◆ **Directions for this task**
Return each line of the data below that contains the string "spray", copying the lines in full. Matching is case-sensitive.
-- Begin Data provided --
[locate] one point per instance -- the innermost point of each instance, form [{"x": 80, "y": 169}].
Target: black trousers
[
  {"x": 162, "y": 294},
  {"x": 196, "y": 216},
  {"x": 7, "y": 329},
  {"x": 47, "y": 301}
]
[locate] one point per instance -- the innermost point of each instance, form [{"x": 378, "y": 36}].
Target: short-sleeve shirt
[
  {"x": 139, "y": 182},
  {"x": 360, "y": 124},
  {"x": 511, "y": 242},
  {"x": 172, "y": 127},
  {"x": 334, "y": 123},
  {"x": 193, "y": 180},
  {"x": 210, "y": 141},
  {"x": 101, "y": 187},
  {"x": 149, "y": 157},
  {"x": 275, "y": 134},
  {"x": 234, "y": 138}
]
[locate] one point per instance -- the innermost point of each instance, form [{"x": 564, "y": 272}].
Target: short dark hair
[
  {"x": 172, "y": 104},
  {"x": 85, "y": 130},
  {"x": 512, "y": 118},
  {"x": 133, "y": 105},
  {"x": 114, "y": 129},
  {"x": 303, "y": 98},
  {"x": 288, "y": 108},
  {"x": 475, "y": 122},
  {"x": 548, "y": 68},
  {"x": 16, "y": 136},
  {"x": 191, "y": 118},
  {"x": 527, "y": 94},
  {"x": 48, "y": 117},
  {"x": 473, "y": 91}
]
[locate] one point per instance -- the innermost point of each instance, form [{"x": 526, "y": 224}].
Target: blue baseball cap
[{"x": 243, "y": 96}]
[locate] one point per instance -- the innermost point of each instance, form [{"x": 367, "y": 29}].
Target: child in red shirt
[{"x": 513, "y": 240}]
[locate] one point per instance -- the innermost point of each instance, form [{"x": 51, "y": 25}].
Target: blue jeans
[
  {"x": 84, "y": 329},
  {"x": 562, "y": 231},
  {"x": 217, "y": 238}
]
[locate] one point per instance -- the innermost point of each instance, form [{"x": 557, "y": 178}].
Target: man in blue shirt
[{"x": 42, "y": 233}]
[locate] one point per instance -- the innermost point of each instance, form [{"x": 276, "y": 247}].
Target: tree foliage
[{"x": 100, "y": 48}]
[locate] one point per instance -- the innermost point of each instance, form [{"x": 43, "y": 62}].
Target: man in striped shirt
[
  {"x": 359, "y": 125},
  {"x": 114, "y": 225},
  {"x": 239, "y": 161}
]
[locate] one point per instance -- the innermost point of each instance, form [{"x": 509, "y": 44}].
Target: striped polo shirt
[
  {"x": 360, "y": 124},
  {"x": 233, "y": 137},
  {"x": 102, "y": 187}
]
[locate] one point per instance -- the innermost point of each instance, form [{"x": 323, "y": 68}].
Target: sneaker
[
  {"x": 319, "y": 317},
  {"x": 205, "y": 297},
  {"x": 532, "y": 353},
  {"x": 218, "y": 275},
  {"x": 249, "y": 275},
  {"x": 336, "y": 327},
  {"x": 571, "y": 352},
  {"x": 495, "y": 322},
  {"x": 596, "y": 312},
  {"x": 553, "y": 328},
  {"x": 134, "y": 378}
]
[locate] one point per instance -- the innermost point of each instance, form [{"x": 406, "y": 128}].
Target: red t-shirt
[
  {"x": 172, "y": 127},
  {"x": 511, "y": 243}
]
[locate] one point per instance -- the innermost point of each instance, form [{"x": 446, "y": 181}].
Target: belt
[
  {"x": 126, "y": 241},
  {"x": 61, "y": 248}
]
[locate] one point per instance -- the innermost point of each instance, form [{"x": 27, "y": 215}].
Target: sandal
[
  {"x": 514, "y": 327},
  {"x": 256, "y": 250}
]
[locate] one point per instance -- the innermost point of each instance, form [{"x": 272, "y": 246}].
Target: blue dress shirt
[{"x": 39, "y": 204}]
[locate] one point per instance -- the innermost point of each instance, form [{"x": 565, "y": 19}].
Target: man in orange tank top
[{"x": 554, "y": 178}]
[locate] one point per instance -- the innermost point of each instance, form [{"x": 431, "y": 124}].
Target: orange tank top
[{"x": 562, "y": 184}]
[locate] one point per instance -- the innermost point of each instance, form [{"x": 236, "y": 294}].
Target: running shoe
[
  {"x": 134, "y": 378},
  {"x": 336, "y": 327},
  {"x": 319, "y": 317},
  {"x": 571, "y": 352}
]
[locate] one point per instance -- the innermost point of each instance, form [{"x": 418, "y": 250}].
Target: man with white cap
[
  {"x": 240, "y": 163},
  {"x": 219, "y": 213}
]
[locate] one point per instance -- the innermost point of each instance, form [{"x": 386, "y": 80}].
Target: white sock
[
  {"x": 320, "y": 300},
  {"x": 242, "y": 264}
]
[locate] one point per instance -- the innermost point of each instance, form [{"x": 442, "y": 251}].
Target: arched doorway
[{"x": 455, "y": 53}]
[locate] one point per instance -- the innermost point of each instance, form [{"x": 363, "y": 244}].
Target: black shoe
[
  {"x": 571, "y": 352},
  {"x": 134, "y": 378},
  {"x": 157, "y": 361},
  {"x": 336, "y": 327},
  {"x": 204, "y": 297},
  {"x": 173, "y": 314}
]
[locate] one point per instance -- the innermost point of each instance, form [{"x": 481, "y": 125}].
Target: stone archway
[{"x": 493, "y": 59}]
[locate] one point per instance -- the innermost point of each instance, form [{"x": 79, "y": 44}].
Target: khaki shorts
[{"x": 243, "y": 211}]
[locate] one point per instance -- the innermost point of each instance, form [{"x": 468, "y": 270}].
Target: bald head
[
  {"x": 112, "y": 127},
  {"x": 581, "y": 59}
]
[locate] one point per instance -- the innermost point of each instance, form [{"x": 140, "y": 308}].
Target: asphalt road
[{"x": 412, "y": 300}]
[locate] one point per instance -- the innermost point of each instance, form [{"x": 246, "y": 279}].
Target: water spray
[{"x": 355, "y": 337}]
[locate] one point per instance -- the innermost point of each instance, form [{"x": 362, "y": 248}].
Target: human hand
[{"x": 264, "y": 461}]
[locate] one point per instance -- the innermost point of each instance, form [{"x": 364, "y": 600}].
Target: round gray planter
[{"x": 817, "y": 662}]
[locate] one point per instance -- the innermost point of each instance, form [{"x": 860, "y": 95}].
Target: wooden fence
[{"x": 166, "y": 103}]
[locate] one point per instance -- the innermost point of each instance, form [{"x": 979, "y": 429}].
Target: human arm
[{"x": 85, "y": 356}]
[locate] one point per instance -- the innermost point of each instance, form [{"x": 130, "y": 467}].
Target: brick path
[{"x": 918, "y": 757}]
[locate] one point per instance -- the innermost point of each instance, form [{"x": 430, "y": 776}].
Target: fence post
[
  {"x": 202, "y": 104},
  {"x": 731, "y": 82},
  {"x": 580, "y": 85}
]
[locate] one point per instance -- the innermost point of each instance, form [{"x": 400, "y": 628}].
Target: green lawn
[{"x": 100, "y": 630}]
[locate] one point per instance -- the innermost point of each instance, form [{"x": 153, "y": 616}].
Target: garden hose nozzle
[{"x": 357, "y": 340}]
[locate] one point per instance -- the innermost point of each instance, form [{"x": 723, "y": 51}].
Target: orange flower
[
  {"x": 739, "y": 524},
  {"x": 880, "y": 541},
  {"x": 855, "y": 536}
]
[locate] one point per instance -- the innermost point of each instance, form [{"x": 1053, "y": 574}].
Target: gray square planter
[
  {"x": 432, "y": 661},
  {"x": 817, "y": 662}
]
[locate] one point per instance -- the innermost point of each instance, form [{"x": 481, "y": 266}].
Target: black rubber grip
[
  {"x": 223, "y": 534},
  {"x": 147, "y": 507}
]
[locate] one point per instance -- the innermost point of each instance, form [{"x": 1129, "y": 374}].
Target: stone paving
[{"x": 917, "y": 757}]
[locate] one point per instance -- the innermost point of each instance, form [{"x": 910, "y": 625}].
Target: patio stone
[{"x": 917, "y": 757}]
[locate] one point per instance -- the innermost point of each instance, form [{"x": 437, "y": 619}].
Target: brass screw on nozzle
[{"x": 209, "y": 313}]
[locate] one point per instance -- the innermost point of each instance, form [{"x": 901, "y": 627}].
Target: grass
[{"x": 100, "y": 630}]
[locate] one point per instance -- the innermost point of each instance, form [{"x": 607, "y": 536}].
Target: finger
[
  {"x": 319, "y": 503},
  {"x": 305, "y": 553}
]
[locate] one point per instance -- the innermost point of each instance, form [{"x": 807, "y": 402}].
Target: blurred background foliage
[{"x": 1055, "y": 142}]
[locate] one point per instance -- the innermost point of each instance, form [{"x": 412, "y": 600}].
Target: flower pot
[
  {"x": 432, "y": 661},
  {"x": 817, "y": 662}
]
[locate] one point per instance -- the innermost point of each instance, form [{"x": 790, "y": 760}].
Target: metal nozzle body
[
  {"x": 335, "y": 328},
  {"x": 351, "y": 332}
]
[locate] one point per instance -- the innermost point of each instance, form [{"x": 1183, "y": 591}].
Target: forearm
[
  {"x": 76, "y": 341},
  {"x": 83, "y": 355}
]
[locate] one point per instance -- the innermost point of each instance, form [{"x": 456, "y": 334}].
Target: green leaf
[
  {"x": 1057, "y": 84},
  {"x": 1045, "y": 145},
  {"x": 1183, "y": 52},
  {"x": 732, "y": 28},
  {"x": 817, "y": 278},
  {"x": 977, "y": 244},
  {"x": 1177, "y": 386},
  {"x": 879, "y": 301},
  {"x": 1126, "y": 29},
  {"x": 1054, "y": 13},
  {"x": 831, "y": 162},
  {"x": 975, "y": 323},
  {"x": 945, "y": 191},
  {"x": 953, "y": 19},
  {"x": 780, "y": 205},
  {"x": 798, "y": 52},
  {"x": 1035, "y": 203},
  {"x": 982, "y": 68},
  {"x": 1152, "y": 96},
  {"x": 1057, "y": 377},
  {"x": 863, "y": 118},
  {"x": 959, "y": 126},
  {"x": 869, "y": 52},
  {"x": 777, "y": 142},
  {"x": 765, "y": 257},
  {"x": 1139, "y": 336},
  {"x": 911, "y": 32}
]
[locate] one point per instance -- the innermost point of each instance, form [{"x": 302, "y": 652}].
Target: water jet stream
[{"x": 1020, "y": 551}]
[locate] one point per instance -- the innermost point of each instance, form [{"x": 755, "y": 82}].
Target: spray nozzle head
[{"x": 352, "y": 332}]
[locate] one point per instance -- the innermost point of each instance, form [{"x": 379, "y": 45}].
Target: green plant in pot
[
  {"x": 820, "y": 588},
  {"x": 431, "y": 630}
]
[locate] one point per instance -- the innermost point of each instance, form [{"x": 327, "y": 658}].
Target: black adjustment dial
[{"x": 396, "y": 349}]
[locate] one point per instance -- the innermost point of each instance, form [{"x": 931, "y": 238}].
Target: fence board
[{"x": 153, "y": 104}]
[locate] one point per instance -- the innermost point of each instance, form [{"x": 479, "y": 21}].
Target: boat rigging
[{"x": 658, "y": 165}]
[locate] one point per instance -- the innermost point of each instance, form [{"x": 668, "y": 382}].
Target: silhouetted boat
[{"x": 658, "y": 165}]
-- End Data provided --
◆ **Exercise output**
Target: water spray
Target: spray nozzle head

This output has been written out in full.